WHAT YOU WILL DO:
• a. Return the section of the passage on standardized testing starting with "Imagine students conditioned" and going on through "whatever they're taught.".
• b. In the first three paragraphs of the passage on standardized testing, list in order each means it names for holding students back.
• c. In the passage on standardized testing, what do the tests attempt to make students think about every question?

Segment Start: EXCERPT PROVIDED

What better way to frustrate the burning idealism of youth intent on bettering their lives through higher education than by burdening them with crippling debt and sidelining them in securing an education that might later challenge the status quo.

Better to prevent future protests from even occurring by wearing down students in their middle-school years with the soul-numbing drudgery of standardized testing that cools their ardor about coming to school, let alone about going to college.

Better to smother their desire for learning by an eternal night of rigged testing lest the excitement of critical thinking prove contagious and challenges policies of social injustice against a government that wages economic warfare against its own people.

Imagine students conditioned by years of these tests that attempt to brainwash them into thinking that every question must have a right answer; trained to accept the framework they're given rather than thinking outside it and resist the indoctrination of believing whatever they're taught.

Segment End: EXCERPT PROVIDED
Segment Start: DATA EXTRACTS

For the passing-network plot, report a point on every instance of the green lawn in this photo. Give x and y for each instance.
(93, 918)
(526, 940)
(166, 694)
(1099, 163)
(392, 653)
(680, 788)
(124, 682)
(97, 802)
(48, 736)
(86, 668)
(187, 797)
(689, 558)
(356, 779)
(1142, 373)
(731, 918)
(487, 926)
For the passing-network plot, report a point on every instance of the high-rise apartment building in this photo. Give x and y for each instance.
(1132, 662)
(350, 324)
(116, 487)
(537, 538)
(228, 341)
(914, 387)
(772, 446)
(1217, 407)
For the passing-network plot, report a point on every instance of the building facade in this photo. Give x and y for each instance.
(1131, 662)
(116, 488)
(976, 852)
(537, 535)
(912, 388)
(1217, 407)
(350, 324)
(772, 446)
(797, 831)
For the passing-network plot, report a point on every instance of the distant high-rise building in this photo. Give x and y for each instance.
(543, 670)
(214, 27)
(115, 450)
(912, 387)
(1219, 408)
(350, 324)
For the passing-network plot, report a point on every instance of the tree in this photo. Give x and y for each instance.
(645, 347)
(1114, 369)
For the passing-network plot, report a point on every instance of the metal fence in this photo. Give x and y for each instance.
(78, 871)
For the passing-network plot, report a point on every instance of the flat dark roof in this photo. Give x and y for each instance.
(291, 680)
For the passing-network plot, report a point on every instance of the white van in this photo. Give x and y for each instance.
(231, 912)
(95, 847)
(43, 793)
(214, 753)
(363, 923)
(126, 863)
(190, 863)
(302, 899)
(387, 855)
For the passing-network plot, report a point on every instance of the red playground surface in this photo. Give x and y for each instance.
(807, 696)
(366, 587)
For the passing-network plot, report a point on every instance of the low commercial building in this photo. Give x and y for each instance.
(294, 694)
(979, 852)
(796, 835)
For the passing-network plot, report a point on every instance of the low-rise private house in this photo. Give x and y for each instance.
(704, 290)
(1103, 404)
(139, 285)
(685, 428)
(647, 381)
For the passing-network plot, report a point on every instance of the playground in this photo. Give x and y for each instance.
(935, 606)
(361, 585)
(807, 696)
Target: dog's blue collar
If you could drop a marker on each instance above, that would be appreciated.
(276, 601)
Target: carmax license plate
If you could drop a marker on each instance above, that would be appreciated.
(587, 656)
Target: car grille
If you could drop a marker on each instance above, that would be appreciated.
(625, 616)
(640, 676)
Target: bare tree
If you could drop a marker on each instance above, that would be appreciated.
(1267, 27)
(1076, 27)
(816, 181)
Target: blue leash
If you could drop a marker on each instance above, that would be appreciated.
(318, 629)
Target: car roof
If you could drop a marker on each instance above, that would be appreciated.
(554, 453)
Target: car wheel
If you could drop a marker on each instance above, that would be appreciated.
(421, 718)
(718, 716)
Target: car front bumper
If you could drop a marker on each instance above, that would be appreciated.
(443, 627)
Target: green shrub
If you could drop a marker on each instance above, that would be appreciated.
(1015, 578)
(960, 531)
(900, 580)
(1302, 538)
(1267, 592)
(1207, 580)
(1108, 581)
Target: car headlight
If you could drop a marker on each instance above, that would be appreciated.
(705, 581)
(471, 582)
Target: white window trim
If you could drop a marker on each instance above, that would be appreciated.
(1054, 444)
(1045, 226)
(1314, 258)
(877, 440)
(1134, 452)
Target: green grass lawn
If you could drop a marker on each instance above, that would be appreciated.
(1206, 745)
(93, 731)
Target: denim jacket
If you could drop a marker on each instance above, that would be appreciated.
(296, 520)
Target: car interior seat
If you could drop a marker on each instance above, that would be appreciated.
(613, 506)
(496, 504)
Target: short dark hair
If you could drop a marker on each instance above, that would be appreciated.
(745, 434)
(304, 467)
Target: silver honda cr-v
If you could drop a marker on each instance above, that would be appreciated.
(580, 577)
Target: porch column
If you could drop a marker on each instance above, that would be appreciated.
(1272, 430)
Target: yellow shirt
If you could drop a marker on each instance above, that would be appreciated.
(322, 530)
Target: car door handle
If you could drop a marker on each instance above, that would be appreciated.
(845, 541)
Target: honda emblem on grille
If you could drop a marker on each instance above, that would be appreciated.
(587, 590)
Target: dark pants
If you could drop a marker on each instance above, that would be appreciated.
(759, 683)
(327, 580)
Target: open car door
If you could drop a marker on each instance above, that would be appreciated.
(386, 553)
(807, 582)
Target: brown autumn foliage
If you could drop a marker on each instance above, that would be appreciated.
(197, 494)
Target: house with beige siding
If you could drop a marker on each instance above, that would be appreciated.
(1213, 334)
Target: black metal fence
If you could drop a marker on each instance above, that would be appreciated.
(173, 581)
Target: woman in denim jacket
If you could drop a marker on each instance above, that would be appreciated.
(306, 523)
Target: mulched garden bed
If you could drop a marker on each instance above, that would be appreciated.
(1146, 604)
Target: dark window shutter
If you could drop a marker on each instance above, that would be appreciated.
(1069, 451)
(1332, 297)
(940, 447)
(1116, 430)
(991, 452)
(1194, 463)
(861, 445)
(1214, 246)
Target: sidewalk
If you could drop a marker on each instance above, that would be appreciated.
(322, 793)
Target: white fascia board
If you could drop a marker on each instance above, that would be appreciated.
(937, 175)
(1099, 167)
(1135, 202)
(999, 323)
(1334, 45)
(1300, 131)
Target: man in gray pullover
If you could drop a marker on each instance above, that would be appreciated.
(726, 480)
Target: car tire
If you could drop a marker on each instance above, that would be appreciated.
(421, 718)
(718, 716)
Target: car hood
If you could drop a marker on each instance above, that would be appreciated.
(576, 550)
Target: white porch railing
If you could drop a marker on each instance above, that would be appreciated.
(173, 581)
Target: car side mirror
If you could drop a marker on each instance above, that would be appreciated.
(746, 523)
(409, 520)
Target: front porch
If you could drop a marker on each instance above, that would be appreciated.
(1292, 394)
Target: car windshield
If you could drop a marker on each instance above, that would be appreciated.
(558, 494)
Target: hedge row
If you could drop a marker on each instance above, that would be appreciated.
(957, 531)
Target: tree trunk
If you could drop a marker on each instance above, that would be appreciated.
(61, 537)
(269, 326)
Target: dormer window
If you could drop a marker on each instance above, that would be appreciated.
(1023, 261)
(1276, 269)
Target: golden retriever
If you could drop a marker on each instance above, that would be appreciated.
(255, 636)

Segment End: DATA EXTRACTS

ANSWERS TO THE EXERCISE:
• a.
Imagine students conditioned by years of these tests that attempt to brainwash them into thinking that every question must have a right answer; trained to accept the framework they're given rather than thinking outside it and resist the indoctrination of believing whatever they're taught.

• b.
- Burdening them with crippling debt
- Sidelining them in securing an education
- Wearing them down with the soul-numbing drudgery of standardized testing
- Smothering their desire for learning by an eternal night of rigged testing

• c. That every question must have a right answer.